**Exercise data:**
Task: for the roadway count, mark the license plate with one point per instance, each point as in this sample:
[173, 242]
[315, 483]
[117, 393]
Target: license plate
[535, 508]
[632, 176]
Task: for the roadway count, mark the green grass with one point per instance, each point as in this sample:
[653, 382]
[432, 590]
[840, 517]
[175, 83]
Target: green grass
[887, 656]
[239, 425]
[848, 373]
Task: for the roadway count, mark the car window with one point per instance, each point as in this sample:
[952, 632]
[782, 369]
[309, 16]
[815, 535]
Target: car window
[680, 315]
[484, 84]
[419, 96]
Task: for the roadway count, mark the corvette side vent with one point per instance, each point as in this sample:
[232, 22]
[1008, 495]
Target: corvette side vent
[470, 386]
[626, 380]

**Task description:**
Copy all of the rows above verbatim, keeping every line and its order unchanged.

**Task result:**
Task: for the roadway count, mark the license plate with one point per instance, each point as in this sample:
[173, 242]
[315, 483]
[117, 393]
Target: license plate
[535, 508]
[632, 176]
Task: for the roadway count, mark the green grass with one point per instance, each point as in this sample:
[653, 382]
[432, 590]
[840, 517]
[175, 83]
Target: green grass
[887, 656]
[239, 425]
[848, 373]
Task: for the roadway count, mark the car window with one point per instance, each point as in this sample:
[952, 632]
[782, 369]
[309, 16]
[815, 535]
Target: car window
[680, 315]
[484, 84]
[419, 96]
Task: for the roadway count, mark the corvette side vent with one point per instance, each point as in this sample:
[232, 22]
[1008, 495]
Target: corvette side vent
[470, 386]
[626, 380]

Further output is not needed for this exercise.